Word for word, print each line of the listing below; pictures stay out.
======== DATA TO PROCESS ========
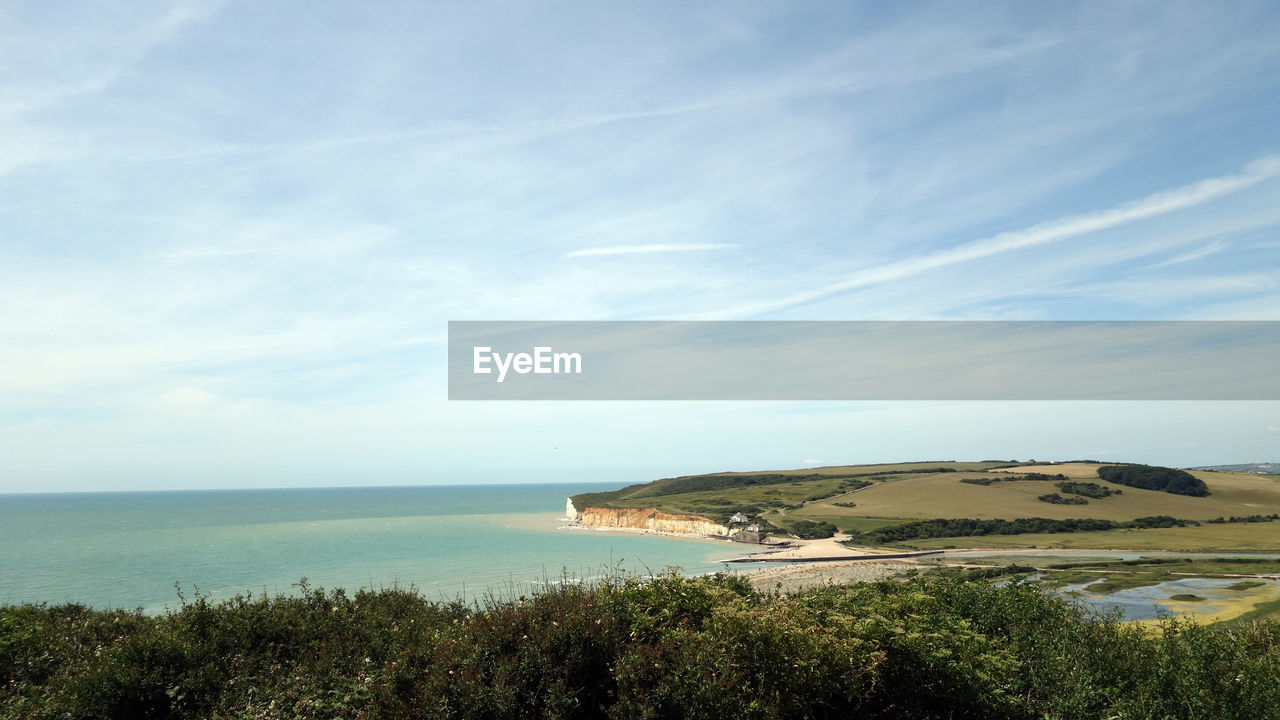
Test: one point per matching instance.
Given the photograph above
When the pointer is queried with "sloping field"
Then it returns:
(944, 495)
(1243, 537)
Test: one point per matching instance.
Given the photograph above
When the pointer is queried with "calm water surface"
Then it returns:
(127, 550)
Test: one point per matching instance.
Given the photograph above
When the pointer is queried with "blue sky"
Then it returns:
(232, 233)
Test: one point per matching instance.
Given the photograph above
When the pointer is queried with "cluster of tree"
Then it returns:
(1088, 490)
(1150, 477)
(1061, 500)
(969, 527)
(1246, 519)
(992, 479)
(813, 529)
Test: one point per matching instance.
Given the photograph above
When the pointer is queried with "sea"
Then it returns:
(147, 550)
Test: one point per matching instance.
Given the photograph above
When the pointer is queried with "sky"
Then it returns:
(232, 235)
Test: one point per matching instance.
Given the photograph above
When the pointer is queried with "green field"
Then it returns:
(865, 497)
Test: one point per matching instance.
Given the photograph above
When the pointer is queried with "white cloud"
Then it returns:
(645, 249)
(1043, 233)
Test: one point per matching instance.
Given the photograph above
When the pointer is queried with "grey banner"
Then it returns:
(864, 360)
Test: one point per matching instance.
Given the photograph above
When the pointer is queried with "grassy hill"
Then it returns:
(864, 497)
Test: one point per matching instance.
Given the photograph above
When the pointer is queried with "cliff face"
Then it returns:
(648, 519)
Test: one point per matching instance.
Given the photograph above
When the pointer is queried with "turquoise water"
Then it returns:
(127, 550)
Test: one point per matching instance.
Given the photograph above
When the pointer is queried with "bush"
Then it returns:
(667, 647)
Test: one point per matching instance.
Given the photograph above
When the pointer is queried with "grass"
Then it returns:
(1253, 537)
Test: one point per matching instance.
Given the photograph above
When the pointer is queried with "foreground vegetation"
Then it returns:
(670, 647)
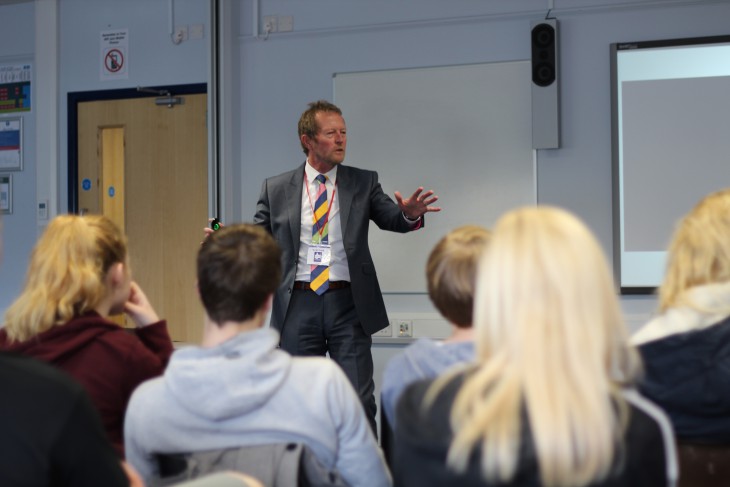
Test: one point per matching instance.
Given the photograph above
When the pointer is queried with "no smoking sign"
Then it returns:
(114, 60)
(114, 54)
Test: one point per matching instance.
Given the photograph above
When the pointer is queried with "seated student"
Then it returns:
(78, 276)
(238, 389)
(450, 274)
(547, 403)
(686, 348)
(51, 434)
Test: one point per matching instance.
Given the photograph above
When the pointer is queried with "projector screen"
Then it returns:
(670, 143)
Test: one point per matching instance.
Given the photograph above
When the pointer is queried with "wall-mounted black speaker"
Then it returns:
(545, 84)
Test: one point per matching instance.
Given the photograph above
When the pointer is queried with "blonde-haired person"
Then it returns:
(78, 276)
(450, 276)
(686, 348)
(548, 402)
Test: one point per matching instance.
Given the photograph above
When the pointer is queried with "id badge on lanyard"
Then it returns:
(319, 254)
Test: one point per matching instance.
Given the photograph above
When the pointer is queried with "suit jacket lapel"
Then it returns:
(345, 192)
(293, 194)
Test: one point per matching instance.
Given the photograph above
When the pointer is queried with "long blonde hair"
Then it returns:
(551, 343)
(66, 274)
(700, 250)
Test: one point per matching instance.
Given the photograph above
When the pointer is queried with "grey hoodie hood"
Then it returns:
(229, 380)
(429, 358)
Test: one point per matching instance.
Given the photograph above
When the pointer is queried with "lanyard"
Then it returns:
(329, 206)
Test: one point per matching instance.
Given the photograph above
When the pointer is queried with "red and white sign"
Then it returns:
(114, 54)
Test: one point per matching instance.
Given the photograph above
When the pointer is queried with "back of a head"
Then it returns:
(699, 252)
(550, 339)
(451, 272)
(239, 267)
(66, 273)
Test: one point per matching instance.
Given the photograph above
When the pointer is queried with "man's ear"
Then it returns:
(116, 274)
(306, 141)
(269, 303)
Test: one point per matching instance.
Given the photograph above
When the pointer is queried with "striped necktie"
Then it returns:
(319, 277)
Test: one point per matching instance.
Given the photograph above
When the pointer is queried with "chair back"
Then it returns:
(703, 465)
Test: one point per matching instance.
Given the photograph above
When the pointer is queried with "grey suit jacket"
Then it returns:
(361, 199)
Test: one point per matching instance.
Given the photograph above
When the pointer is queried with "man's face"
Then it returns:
(329, 145)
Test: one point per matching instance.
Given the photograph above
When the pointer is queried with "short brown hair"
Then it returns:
(239, 267)
(308, 121)
(451, 272)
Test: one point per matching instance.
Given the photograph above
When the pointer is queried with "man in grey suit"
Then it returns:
(339, 319)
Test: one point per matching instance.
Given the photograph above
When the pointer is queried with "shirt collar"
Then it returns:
(312, 173)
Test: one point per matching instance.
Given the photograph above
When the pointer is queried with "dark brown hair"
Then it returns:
(239, 267)
(451, 272)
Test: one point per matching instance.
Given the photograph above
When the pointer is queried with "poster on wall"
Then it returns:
(11, 144)
(6, 193)
(15, 82)
(114, 54)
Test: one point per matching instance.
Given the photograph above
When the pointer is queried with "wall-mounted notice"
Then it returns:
(11, 144)
(6, 194)
(114, 54)
(15, 88)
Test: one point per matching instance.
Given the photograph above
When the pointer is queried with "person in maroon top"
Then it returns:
(78, 276)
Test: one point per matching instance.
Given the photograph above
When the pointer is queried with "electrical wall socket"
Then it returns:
(405, 328)
(385, 332)
(181, 33)
(271, 24)
(286, 23)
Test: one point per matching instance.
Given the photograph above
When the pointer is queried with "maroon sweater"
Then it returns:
(109, 361)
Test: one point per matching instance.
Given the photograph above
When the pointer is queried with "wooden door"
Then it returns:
(146, 167)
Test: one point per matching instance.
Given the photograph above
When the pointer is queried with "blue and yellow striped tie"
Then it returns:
(320, 274)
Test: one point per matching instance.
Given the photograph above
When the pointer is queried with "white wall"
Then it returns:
(17, 46)
(279, 75)
(273, 79)
(153, 61)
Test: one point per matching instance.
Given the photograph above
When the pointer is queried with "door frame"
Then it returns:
(73, 100)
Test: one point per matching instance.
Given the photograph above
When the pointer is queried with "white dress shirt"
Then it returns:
(338, 261)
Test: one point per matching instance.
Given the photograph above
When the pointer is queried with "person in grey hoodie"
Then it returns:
(450, 273)
(238, 389)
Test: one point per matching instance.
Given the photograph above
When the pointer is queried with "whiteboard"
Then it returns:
(463, 131)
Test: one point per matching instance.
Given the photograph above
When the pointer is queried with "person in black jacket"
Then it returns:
(548, 402)
(686, 347)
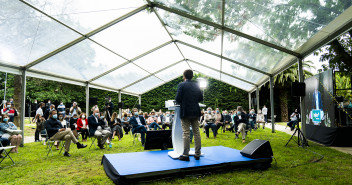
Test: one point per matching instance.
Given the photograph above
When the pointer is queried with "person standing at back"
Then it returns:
(188, 97)
(265, 113)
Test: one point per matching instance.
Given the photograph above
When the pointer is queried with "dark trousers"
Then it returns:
(213, 128)
(166, 125)
(36, 135)
(292, 124)
(141, 129)
(126, 128)
(84, 133)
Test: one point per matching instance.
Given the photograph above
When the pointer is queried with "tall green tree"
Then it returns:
(282, 82)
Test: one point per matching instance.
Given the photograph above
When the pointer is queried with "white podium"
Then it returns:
(177, 133)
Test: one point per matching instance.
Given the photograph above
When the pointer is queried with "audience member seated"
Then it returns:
(152, 121)
(48, 110)
(105, 128)
(82, 126)
(138, 125)
(75, 109)
(126, 123)
(73, 125)
(167, 120)
(10, 110)
(4, 142)
(115, 125)
(294, 120)
(57, 132)
(209, 119)
(252, 117)
(96, 129)
(241, 123)
(227, 120)
(7, 131)
(40, 129)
========
FINISHED EXERCISE —
Test: one point per matching instance.
Given the photograph above
When the pointer is queried with "sloping field"
Then it returns:
(944, 495)
(1243, 537)
Test: one point per matching instance.
Given the photograph above
When the pointer is queried with "calm water surface"
Then it returns:
(127, 550)
Test: one point per matching instance.
Given the photograph above
When the pointer is queried with "blue sky"
Then it returns:
(232, 233)
Test: one point per matching instance.
Given the photograph above
When the pointer is queried with "cluster of tree"
Then it returns:
(1088, 490)
(1150, 477)
(1061, 500)
(969, 527)
(1246, 519)
(992, 479)
(813, 529)
Test: one point per matching instance.
Given the photograph above
When the pointer is queried with "sea"
Then it returns:
(147, 550)
Test: one point per matching instance.
Given the photograph above
When the pointer is queried with "sky"
Then it returns:
(232, 235)
Test: one point per matching instance.
Given the photograph above
When the pointer is queried with "green field"
Then it returns:
(865, 497)
Test: one point per matching instance.
Given the photograph above
When the pointer is queried with "white cloud"
Then it returns:
(645, 249)
(1043, 233)
Test: one point per matching instance.
Given the photograph above
When the pointer is queried with "grey banner"
Then it returns:
(864, 360)
Test: one point per matching instance.
Given the photograph above
When the pointer is queried with "grassy hill"
Then it returns:
(864, 497)
Test: one point per matching instance.
Given the photograph above
When the pointer is queried with "cliff face"
Then it returns:
(648, 519)
Test: one point per matching instance.
Given the photograph above
When the pointer is queried with "turquoise water"
Then it returns:
(127, 550)
Test: one point per matching instance.
Given the photograph above
When the pointer is queried with "bush"
Then it returns:
(667, 647)
Test: one point per matching instance.
Given the photograph above
When the pointer is queried with "grass"
Then it returns:
(1253, 537)
Test: one point per matching instance.
Given the photograph above
When the pointer is queried with "foreground vegetation"
Then it returns:
(670, 647)
Test: one point per matching instance.
Given the photograph above
When the pointer is queried with "no smoking sign"
Then it returns:
(114, 60)
(114, 54)
Test: one point per matching instance.
Given the photograph above
When the pointer is queried with "seated student"
Then it returns:
(78, 276)
(238, 389)
(450, 274)
(547, 403)
(686, 348)
(51, 434)
Test: one point per matching instance.
Given the photograph above
When the pointer is queried with "projector screen"
Then it returns:
(670, 143)
Test: one point per matching instance.
Given the photograph above
When the pointer is queried with "wall-mounted black speaker"
Then it returns:
(545, 84)
Test: one point per matching instance.
Given the photograph above
When the pointer is queried with "blonde-haired person"
Then it returns:
(78, 276)
(450, 276)
(686, 348)
(548, 402)
Test: one point per matching instance.
Given the photograph above
When the pointer is queried with "id badge on lanyard"
Then it returns:
(319, 254)
Test: one point per matching instance.
Given the photograph above
When the pointer is queried with "suit jacket lapel"
Then it returns:
(345, 192)
(293, 194)
Test: one point per matching instance.
Given the photograph above
When the pointer is queried with "long blonde hair"
Then it returns:
(551, 343)
(66, 274)
(700, 250)
Test: one point per matching instance.
Given the photograph above
When the pointer is queried with "grey hoodie hood"
Then it returns:
(229, 380)
(429, 358)
Test: one point per matching instance.
Given the photograph above
When the pointer is queried with "lanyard"
Then it returns:
(329, 206)
Test: one point per matching instance.
Given the photograph above
When the pointer is queried with "red and white sign"
Then it returns:
(114, 54)
Test: one point per matching instance.
Given the photograph above
When the pointer is queried with "back of a head"
Then it returns:
(699, 252)
(550, 339)
(451, 272)
(239, 267)
(66, 273)
Test: one point per matching instance.
Given the photograph above
When the pointer is queried with "man's ear"
Then it returns:
(116, 274)
(306, 141)
(269, 303)
Test: one point per matching instance.
Given the photograph above
When the pointer is queried with "striped necktie"
Then it returns:
(319, 277)
Test: one point per matching instance.
Given the photograph above
When the pointer is queried with "chair back"
Then it returns:
(703, 465)
Test: one point per matching instance.
Given the photograph above
When the pointer is queried with "grey suit jacket"
Then it returns:
(361, 199)
Test: one point per matching instance.
Given the photograph above
When the pointer is queried with "man's face"
Then it returns:
(329, 145)
Test: one point per matching instance.
Given the photograph above
When the pointer is queried with "short brown hair"
Then it returns:
(239, 267)
(308, 121)
(451, 272)
Test: one point per matching instance.
Given the photograph above
When the pointer is queried with "man in grey suit"
Then it returns:
(339, 319)
Test: one point per matching instance.
Given the photograph above
When the pointer is queried with "shirt collar"
Then it returns:
(312, 173)
Test: one point per matching instance.
Given the photograph above
When the pointer is queried with "dark brown hair"
Then it returns:
(239, 267)
(451, 272)
Test: one point per matching instance.
Given the photograph above
When the pointer is queried with "poster on wall"
Then it returns:
(11, 144)
(6, 193)
(15, 82)
(114, 54)
Test: one point per matching instance.
Given the photograph above
When the pointer is queried with "wall-mounted notice"
Then it returns:
(11, 144)
(6, 194)
(114, 54)
(15, 88)
Test: one point per matching instance.
Given the photograph above
When the pointer is queried with "person in maroon top"
Then it returns:
(78, 276)
Test: one point per matching instance.
Given the photograph above
When the pointer is queried with "electrical wall socket"
Then it returns:
(405, 328)
(385, 332)
(181, 33)
(271, 24)
(286, 23)
Test: one point per matching instance.
Given the photograph above
When the pointer is queried with "maroon sweater"
Then it returns:
(109, 361)
Test: one point per matching instance.
Given the photograph above
When the pointer is queried with "wooden door"
Then it returns:
(146, 167)
Test: one point per matching instance.
Given the photograph above
When the pointer is queried with "blue and yellow striped tie"
Then it returns:
(320, 274)
Test: one point per matching instance.
Given the photograph above
When the pointer is queried with "white wall"
Then it returns:
(17, 46)
(279, 75)
(273, 79)
(153, 61)
Test: one point per matching instance.
Given the photograph above
When the pointer is queried with "door frame"
Then it returns:
(73, 100)
Test: one point per matching instance.
Given the photograph above
When the pointer is queried with "white dress shirt"
Then it returns:
(338, 261)
Test: one point per matching instance.
Given the photograph above
When the pointer is queried with "person in grey hoodie"
Then it returns:
(450, 273)
(238, 389)
Test: one point per matching instance.
Given the photograph above
When the pointer is queried with "whiteboard"
Then it returns:
(463, 131)
Test: one point per matching instance.
Given the photograph above
When the pointer is queried with "person in black jacket"
Then it returns:
(548, 402)
(686, 347)
Test: one point per matching instance.
Given the photograph above
When the pointer is queried with "person standing at back"
Then it returns:
(188, 97)
(265, 113)
Test: one point per matching instance.
Given the photograph above
When the pointer is queried with "dark trousers"
Then it returns:
(213, 128)
(166, 125)
(36, 135)
(292, 124)
(141, 129)
(126, 128)
(84, 133)
Test: one point per matching instance.
Given the photograph above
When the pointer is queried with "tall green tree"
Then it returns:
(282, 82)
Test: one point per matching instance.
Given the photograph above
When the pointer is queried with "white podium"
Then it returns:
(177, 133)
Test: one point per matching instance.
Given the photograph above
When the pointer is queried with "audience member seated"
Then it returns:
(152, 121)
(48, 110)
(105, 128)
(82, 126)
(138, 125)
(75, 109)
(126, 123)
(73, 125)
(167, 120)
(10, 110)
(4, 142)
(115, 125)
(294, 120)
(57, 132)
(209, 119)
(252, 117)
(96, 129)
(241, 123)
(227, 120)
(7, 131)
(40, 129)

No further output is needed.